- TEXTO PARA LEITURA:

——

Mas são as eleições municipais que devem escancarar mais os desafios e o encolhimento do PT pós-impeachment. Em comparação com 2012, o número de candidatos a prefeito filiados ao partido caiu pela metade. Eram 1.829 em 2012. Desta vez, a sigla só vai lançar 992.
Entre os candidatos a vereador, a queda foi similar. Em 2012, o partido lançou quase 41 mil filiados ao cargo. Desta vez, são apenas 21,6 mil. Para efeito de comparação, o PMDB de Michel Temer, que também sofreu acusações de corrupção, vai contar com 2.360 candidatos a prefeito – praticamente o mesmo número de 2012.
A desidratação do partido não está ocorrendo só no número de candidaturas. O PT também vem perdendo quadros que já ocupam cargos. Cerca de um quarto dos 632 prefeitos eleitos pelo PT em 2012 deixaram a sigla, entre eles Luciano Cartaxo, prefeito de João Pessoa, que passou para o PSD. Hoje o partido só governa três capitais. Em 2004, o número chegou a nove.
Ao se desligar do partido, Cartaxo disse que não queria ser penalizado localmente por "questões que acontecem em âmbito nacional". Hoje ele lidera a corrida à prefeitura com 52% das intenções de voto, um número bem melhor do que o de prefeitos ainda filiados ao PT que tentam se reeleger, como Fernando Haddad, que conta com 9% em São Paulo. Pesquisas mostram que o partido só deve manter o governo de uma capital, a pequena Rio Branco, e tem alguma chance de conquistar o Recife.
Entre os que permanecem, tem vigorado uma posição de se distanciar da imagem do partido. Essa crise de identidade é visível em várias campanhas. Diversos candidatos estão escondendo símbolos da sigla, como a estrela e a cor vermelha. A campanha de Haddad recebeu críticas da direção do partido por estampar uma estrela minúscula em seus cartazes eleitorais. Em Maceió e São José dos Campos (SP), os candidatos resolveram esconder o vermelho de sua propaganda política.

——

- MATERIAL COLETADO:

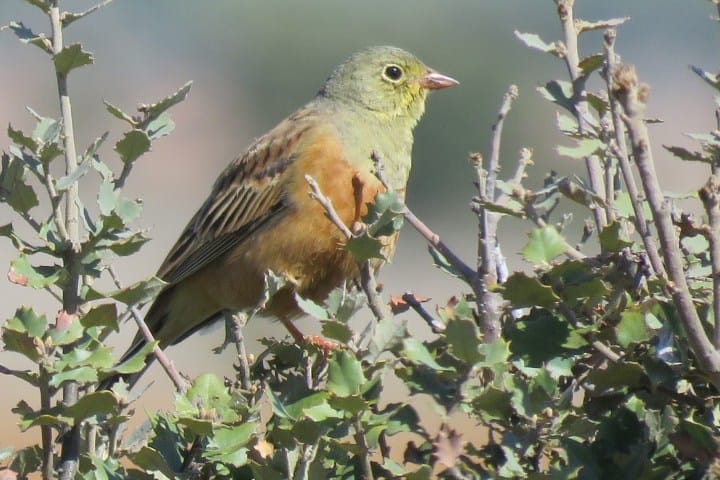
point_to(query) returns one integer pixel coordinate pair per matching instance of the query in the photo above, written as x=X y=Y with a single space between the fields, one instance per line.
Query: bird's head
x=387 y=81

——

- ORIENTAÇÕES DA ATIVIDADE: Liste, na ordem em que aparecem, todas as cidades mencionadas no texto sobre o PT nas eleições municipais.

- RESPOSTA ABAIXO:
- João Pessoa
- São Paulo
- Rio Branco
- Recife
- Maceió
- São José dos Campos